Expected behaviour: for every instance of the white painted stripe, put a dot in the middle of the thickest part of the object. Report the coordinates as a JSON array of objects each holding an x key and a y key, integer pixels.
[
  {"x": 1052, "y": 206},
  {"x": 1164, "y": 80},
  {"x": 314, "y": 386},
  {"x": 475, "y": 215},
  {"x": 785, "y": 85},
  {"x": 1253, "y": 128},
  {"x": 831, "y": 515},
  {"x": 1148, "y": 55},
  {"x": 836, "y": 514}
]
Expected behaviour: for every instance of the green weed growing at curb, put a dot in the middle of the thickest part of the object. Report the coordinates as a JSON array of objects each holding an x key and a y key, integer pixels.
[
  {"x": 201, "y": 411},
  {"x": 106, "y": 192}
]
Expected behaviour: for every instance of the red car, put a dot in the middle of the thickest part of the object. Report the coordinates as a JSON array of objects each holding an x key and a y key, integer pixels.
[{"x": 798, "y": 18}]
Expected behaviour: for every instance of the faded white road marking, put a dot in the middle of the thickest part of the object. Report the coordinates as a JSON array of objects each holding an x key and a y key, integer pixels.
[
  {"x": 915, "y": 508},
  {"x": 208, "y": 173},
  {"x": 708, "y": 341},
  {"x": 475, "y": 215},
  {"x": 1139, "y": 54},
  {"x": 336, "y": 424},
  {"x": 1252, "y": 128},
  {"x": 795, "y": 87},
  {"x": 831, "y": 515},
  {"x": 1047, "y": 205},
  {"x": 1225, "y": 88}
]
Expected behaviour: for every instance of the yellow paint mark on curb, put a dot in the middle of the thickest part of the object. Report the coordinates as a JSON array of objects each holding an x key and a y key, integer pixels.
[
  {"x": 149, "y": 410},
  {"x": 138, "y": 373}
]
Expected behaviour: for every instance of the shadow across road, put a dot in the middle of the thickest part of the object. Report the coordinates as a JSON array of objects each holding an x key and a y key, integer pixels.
··········
◆ Aim of the exercise
All of the lines above must be returned exactly.

◆ Final answer
Expected behaviour: for every instance of the white painted stripe, put a dot in the middle of the thickest part of the object. Report the coordinates as a JSON array of objects each holding an x key and a y key, integer pixels.
[
  {"x": 1052, "y": 206},
  {"x": 1164, "y": 80},
  {"x": 314, "y": 386},
  {"x": 475, "y": 215},
  {"x": 785, "y": 85},
  {"x": 1253, "y": 128},
  {"x": 831, "y": 515},
  {"x": 1148, "y": 55},
  {"x": 836, "y": 514}
]
Expected behaviour: for every instance of the green weed growing at curb, put a dot in the middle of the thickest part of the object. Report the coordinates as a JSON array of objects each holding an x key and a y key, integer pixels.
[
  {"x": 201, "y": 411},
  {"x": 106, "y": 192}
]
Expected behaviour: for every instance of the red car, put a dot in the middle of the thickest part of the object. Report the coordinates as a JSON array of objects each holding an x key and a y key, integer pixels.
[{"x": 798, "y": 18}]
Expected behaviour: for every instance of the faded white road marking, put a dot in the middle of the thickest part of the object. Report the coordinates as a JSON array of objects each holding an x key and a y key, integer pixels.
[
  {"x": 915, "y": 508},
  {"x": 208, "y": 173},
  {"x": 708, "y": 341},
  {"x": 475, "y": 215},
  {"x": 1139, "y": 54},
  {"x": 336, "y": 424},
  {"x": 1252, "y": 128},
  {"x": 795, "y": 87},
  {"x": 831, "y": 515},
  {"x": 1047, "y": 205},
  {"x": 1225, "y": 88}
]
Expected behaviour: for every instance of the yellow paint mark on curb, put a dot in the middle of the thickest part of the object. Report the coordinates as a JSON array of objects each holding an x key and a y key, integer pixels.
[
  {"x": 149, "y": 410},
  {"x": 138, "y": 373}
]
Expected behaviour: for every instance of the shadow across road, put a dot in the middle of the thickest part of the object. Report the coordinates as a JSON array of objects each holding an x key and a y key, integer pixels.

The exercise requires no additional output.